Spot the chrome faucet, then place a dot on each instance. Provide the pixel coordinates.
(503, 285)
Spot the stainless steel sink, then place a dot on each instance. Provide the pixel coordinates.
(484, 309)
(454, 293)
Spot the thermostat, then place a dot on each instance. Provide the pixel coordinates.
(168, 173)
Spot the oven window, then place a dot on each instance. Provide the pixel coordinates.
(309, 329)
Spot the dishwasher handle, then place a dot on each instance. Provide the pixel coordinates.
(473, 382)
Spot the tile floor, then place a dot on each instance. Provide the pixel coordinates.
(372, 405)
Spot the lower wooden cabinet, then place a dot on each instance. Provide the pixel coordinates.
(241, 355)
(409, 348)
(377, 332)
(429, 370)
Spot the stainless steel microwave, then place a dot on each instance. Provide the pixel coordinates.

######

#### Exercise description:
Rewrite every line of the entries above, requests included, and increase each pixel coordinate in the answers by 130.

#### Output of the exercise:
Spot the chrome faucet, then place a dot on each instance. Provide the pixel coordinates.
(633, 415)
Spot the stainless steel sink, then place a dot on each instance. Provide the pixel coordinates.
(614, 439)
(584, 423)
Spot the thermostat, then place a dot on each instance. Provide the pixel coordinates.
(298, 303)
Spot the oven window, then place a dot on each instance. Provide the pixel coordinates.
(439, 459)
Spot the dishwasher handle, then place a dot on each instance. Provide the pixel coordinates.
(603, 512)
Spot the tile floor, then place a dot on each instance. Provide the pixel coordinates.
(502, 535)
Spot the lower wooden cabinet, then place a dot on each instance. Provide the pixel coordinates.
(371, 485)
(539, 478)
(507, 462)
(559, 500)
Spot the stainless steel microwave, then place a dot on each instance. Provide the pixel coordinates.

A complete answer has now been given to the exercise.